# TÂCHES DE L'EXERCICE
A: Résumez le récit de souvenirs en deux phrases.
B: Répondez brièvement aux questions suivantes sur le récit de souvenirs :
(i) À combien de temps remonte la dernière visite évoquée ?
(ii) Quel plat la fratrie a-t-elle goûté avant de partir ?
(iii) De quoi la destinataire et le grand-père ont-ils parlé ?
C: Rédigez la suite du récit de souvenirs à partir de sa dernière phrase.

Je suis entrée dans la pièce avec appréhension. C’était un des moments pendant lesquels rien ne semble être important. Toutes mes pensées étaient désespérément tournées vers nos derniers instants ensembles. Et à mon plus grand regret, je ne parvenais pas à me les rappeler clairement. Cela avait-il été un bon moment ? T’avais-je fait comprendre l’ampleur de mon affection et de tout ce que tu représentais pour moi ?... Cela devait remonter à 3 semaines. Notre fratrie t’avait rendue visite et nous n’avions pas pu partir sans goûter à un de tes pains de viande fraîchement sorti du four. Je pense que c’était un bon moment. Tu étais dans un bon jour. Toi et grand-père nous aviez parlé de votre jeunesse. Là encore j’avais appris de nombreuses choses sur vous. Mais je réalisai que c’était le dernier moment. Le dernier pain de viande. Et beaucoup d’autres dernières choses. Certaines que j’oubliais déjà en maudissant ma mémoire.

# LISTE DES DONNÉES
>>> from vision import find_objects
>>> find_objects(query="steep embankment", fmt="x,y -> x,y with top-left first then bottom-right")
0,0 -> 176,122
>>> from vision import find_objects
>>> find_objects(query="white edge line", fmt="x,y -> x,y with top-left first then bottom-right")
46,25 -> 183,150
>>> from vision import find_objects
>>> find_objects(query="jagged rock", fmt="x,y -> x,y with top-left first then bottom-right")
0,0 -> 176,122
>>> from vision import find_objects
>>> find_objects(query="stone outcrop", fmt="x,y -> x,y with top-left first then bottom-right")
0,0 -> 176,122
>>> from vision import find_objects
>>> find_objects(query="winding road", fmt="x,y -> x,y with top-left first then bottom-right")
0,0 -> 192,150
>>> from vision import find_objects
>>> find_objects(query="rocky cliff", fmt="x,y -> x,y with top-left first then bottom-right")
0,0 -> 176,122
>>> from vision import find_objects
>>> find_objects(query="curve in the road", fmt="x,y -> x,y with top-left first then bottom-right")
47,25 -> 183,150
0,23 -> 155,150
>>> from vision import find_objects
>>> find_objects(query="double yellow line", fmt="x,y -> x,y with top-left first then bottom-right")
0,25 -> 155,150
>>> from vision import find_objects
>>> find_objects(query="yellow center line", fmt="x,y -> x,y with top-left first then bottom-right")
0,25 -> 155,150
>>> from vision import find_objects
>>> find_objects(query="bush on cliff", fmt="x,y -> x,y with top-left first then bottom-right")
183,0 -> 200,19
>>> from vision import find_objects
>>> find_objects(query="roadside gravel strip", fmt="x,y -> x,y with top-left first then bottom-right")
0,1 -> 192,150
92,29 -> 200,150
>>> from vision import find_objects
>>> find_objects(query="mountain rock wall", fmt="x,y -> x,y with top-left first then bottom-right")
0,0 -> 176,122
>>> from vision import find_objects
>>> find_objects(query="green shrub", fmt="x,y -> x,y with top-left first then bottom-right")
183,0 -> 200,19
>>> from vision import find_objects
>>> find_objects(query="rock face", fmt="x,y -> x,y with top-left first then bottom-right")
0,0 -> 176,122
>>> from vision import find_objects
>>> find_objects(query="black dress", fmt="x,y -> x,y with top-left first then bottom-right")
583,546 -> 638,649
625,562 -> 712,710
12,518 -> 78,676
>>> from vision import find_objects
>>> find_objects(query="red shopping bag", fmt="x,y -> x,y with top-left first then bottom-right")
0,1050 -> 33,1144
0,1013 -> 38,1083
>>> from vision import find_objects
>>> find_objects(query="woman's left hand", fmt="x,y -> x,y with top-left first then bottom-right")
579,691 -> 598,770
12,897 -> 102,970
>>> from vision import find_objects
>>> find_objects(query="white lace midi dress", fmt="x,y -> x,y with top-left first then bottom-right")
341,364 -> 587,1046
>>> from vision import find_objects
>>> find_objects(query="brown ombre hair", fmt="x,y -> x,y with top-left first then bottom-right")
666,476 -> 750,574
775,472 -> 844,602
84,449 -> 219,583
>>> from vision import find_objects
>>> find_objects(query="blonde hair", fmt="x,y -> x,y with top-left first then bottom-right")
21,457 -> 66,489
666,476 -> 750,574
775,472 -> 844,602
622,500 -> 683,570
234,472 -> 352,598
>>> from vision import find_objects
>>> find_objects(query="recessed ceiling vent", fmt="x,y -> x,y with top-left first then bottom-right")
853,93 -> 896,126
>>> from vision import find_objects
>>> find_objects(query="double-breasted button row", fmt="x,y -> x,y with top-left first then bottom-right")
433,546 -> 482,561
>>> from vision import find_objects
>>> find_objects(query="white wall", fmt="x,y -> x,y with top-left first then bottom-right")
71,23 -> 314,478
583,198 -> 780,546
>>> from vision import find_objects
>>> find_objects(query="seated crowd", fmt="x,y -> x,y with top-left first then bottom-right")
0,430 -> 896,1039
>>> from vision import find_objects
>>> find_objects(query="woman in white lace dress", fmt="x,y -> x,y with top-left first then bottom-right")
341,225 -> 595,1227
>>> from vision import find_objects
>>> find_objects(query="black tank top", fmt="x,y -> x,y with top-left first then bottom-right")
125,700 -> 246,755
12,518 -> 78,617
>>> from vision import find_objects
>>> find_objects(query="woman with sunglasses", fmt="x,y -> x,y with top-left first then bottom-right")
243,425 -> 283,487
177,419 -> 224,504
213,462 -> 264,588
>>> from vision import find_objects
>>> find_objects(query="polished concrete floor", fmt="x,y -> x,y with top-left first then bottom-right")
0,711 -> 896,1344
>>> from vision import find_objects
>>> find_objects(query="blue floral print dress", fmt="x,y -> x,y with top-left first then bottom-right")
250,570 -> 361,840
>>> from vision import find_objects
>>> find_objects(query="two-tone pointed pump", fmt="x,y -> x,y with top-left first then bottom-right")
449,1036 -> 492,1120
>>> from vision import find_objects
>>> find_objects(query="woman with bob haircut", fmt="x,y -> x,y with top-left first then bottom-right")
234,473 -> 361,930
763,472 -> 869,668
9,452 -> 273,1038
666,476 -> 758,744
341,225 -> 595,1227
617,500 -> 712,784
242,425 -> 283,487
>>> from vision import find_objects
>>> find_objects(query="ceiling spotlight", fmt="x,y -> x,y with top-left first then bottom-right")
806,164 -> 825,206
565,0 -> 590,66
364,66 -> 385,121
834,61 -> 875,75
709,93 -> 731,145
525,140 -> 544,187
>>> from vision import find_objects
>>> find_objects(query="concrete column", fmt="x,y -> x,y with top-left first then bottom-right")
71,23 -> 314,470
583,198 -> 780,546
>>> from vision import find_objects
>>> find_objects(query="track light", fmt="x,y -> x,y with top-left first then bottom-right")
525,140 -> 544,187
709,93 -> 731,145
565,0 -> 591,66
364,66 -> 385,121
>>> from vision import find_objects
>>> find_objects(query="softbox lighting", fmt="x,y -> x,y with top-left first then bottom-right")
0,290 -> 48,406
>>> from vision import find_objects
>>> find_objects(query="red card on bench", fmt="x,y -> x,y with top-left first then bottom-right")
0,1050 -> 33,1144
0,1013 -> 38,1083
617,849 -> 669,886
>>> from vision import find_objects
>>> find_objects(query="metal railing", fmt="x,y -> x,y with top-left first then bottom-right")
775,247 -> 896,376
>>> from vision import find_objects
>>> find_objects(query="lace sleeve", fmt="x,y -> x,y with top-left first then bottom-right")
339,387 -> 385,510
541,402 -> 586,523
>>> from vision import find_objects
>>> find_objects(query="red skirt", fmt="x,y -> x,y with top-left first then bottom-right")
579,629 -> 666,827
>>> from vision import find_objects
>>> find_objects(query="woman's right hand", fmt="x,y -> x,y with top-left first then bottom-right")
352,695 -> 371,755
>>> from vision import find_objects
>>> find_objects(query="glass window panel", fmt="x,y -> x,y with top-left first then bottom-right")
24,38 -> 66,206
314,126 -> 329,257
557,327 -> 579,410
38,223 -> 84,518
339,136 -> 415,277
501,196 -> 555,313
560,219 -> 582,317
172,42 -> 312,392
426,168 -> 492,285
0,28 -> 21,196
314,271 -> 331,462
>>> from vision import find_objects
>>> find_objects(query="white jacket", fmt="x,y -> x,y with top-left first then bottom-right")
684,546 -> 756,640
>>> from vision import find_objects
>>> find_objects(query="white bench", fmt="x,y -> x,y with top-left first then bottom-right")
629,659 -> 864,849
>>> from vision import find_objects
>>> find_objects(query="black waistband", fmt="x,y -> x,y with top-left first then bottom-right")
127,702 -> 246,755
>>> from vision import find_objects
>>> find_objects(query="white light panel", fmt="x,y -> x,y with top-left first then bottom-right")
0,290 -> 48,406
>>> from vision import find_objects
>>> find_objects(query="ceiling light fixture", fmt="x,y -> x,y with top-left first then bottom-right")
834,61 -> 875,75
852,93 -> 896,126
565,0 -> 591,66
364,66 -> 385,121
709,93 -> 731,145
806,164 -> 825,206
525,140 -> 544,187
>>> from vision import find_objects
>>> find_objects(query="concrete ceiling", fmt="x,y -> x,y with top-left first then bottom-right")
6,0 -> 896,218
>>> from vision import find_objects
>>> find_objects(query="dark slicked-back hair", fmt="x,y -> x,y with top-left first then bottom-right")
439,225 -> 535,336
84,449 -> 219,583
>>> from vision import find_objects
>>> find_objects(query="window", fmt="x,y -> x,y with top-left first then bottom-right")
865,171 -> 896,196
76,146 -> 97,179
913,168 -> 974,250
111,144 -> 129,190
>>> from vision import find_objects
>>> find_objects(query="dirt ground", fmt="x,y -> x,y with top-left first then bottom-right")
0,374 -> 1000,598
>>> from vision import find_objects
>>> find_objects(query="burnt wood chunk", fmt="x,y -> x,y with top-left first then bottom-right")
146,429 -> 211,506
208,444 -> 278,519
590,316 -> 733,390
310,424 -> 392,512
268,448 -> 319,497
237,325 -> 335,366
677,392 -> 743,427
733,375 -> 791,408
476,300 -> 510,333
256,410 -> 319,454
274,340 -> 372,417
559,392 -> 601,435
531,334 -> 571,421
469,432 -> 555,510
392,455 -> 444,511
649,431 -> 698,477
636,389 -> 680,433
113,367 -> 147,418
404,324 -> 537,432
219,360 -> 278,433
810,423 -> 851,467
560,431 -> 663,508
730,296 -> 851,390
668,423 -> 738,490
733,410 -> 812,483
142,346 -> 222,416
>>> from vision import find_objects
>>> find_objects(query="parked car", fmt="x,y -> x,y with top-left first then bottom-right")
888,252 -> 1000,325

# RÉSULTATS PAR TÂCHE
A: En entrant avec appréhension dans la pièce, la personne qui raconte tente de se rappeler clairement ses derniers instants avec la destinataire : une visite de la fratrie, environ trois semaines plus tôt, autour d'un pain de viande fraîchement sorti du four. Elle estime que c'était un bon moment, mais réalise que c'était le dernier et maudit sa mémoire, qui en oublie déjà certaines choses.

B:
(i) Environ 3 semaines.
(ii) Un pain de viande fraîchement sorti du four.
(iii) De leur jeunesse.

C:
Je me suis avancée et j’ai vu. J’ai vu grand-père les yeux rouges, les traits tirés et le visage gonflé d’avoir trop pleuré et surtout je t’ai vue toi. Mais était-ce vraiment toi ? On m’avait dit que tu n’étais plus vraiment consciente. Tu avais l’air endormie, la respiration lourde et bruyante. Je ne sais plus qui j’ai salué ni qui m’a invitée à me rapprocher. Je ne me rappelle même plus combien nous étions dans la pièce ; surement trop. Mais je me suis retrouvée assise à tes cotés. Je ne savais pas quoi faire. J’avais peur de te toucher. Grand-père m’a demandé de te parler. Il avait l’espoir fou de te faire réagir. Il s’est levé de sa chaise un peu plus loin et est venu t’embrasser en te murmurant la voix marquée par ses pleurs « Tu vois, tu vois, tout le monde vient te voir ; tout le monde est là pour toi ; réveille-toi ».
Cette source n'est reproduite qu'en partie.